Chicano edebiyatı, Meksika kökenli Amerikalıların kendi vatanlarından uzak, bulundukları ülkeye ise yabancı kalmanın acısıyla şekillenen; sınırda olmanın yarattığı kimlik bunalımını, aidiyetsizlik hissini ve kültürel parçalanmayı anlatan güçlü ve ortak bir edebî anlatımdır. Bu edebiyat, Meksika-Amerikalıların tecrübe ettiği arada kalmışlığın ve marjinalize edilmişliğin acısını; göçü, dili, aileyi, hatta dini merkeze alarak yansıtır. Tarih boyunca Chicano yazarlar, yalnızca kedere odaklanmamış; güzel bir geleceğin üçüncü jenerasyonla ya da direnişle mümkün olacağını da vurgulamışlardır. Melez kimliğin (mestizo), çift dilliliğin, tarihsel kökenlerinin benimsenmesiyle Chicano edebiyatı, ABD sınırları içinde ama Meksika tarihine ve kültürüne bağlı olarak gelişmiş özgün bir deneyimi yansıtır.

**Görev**
Yukarıdaki Chicano edebiyatı metnini, hiçbir kelimesini değiştirmeden baştan sona aynen tekrarla.

**Sağlanan materyal**

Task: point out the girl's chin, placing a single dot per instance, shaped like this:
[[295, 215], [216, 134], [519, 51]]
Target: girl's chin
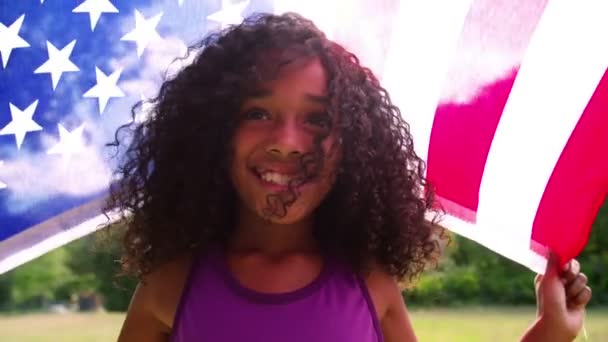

**Sonuç**
Chicano edebiyatı, Meksika kökenli Amerikalıların kendi vatanlarından uzak, bulundukları ülkeye ise yabancı kalmanın acısıyla şekillenen; sınırda olmanın yarattığı kimlik bunalımını, aidiyetsizlik hissini ve kültürel parçalanmayı anlatan güçlü ve ortak bir edebî anlatımdır. Bu edebiyat, Meksika-Amerikalıların tecrübe ettiği arada kalmışlığın ve marjinalize edilmişliğin acısını; göçü, dili, aileyi, hatta dini merkeze alarak yansıtır. Tarih boyunca Chicano yazarlar, yalnızca kedere odaklanmamış; güzel bir geleceğin üçüncü jenerasyonla ya da direnişle mümkün olacağını da vurgulamışlardır. Melez kimliğin (mestizo), çift dilliliğin, tarihsel kökenlerinin benimsenmesiyle Chicano edebiyatı, ABD sınırları içinde ama Meksika tarihine ve kültürüne bağlı olarak gelişmiş özgün bir deneyimi yansıtır.